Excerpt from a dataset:
::::::

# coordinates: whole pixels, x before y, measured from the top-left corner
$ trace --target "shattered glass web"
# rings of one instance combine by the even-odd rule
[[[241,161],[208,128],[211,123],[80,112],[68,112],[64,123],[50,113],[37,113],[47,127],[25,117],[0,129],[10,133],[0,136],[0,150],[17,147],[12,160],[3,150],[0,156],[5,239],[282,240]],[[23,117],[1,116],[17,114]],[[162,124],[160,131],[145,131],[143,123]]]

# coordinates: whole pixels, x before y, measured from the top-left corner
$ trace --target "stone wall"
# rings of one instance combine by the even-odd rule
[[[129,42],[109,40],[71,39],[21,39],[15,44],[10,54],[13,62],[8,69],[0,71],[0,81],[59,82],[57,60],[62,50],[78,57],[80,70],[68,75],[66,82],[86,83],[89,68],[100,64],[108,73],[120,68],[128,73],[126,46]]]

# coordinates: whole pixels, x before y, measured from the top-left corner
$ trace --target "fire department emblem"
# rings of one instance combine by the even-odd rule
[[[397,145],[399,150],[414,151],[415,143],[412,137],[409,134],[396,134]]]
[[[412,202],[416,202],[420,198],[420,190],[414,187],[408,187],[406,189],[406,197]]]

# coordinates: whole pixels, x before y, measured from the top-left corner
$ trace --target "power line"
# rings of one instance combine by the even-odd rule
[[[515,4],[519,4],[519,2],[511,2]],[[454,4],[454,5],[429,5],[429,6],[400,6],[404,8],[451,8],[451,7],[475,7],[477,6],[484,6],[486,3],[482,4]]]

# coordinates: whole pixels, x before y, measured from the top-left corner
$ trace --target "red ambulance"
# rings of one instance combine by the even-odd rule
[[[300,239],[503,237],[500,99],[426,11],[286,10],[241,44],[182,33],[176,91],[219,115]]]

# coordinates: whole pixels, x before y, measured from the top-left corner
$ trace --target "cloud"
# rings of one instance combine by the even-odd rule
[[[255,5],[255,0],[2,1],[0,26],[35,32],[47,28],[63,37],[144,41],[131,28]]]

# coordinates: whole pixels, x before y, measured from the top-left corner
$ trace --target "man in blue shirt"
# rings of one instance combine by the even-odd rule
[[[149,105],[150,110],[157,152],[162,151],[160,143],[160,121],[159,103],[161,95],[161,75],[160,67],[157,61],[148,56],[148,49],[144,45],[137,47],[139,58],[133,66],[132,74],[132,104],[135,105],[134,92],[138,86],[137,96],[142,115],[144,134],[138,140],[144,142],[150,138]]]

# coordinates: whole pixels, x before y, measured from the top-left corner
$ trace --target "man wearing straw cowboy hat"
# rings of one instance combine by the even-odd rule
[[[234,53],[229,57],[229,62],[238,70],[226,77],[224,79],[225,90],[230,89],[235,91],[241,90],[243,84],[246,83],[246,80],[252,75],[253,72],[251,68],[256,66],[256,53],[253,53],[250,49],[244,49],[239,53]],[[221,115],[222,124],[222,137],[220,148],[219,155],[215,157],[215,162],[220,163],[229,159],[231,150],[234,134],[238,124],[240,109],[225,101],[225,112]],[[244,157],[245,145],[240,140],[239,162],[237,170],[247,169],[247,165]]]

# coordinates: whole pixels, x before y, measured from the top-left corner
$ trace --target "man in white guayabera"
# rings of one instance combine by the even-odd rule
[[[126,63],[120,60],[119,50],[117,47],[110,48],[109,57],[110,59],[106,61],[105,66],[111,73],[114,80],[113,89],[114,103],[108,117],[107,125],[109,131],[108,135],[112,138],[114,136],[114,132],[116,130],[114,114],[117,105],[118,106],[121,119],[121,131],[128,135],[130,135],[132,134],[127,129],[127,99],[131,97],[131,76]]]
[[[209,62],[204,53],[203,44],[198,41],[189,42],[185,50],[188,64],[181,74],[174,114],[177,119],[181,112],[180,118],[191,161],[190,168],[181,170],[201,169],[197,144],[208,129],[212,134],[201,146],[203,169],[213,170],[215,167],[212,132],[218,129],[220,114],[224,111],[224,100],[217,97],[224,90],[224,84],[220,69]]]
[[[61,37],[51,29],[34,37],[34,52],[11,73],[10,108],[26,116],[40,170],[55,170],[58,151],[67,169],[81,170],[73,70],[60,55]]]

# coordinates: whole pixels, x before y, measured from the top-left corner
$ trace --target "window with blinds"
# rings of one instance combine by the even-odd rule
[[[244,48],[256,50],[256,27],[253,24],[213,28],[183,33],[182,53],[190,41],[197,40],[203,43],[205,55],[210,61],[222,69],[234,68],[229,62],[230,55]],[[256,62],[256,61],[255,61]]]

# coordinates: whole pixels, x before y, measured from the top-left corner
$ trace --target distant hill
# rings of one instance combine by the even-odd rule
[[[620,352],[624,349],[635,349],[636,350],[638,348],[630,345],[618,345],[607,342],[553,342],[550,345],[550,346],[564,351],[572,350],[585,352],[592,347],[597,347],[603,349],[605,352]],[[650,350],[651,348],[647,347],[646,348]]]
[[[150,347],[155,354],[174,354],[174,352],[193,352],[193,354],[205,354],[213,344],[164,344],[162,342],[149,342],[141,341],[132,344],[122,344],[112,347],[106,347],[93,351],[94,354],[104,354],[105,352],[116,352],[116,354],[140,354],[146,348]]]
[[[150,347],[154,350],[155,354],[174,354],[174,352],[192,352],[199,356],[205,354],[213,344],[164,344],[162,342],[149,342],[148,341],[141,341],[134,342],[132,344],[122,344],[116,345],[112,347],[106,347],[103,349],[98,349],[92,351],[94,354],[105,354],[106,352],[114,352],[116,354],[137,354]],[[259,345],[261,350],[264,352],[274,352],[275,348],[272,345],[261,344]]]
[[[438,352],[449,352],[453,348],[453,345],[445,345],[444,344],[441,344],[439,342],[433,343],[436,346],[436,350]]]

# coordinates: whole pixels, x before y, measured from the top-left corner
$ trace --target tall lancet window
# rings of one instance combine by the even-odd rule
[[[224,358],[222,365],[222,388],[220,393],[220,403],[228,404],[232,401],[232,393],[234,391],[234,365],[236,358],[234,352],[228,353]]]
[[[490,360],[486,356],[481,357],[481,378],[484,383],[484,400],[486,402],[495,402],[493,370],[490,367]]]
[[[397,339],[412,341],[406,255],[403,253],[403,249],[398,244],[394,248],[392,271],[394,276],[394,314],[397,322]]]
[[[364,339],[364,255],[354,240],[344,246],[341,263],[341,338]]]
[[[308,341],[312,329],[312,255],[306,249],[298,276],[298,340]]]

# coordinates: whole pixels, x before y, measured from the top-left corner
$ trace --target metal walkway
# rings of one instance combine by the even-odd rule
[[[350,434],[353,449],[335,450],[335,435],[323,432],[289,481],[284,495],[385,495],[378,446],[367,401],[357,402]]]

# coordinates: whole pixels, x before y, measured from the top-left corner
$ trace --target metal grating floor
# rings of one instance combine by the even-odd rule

::::::

Count the lines in the entries above that contain the string "metal". Reply with the number only.

2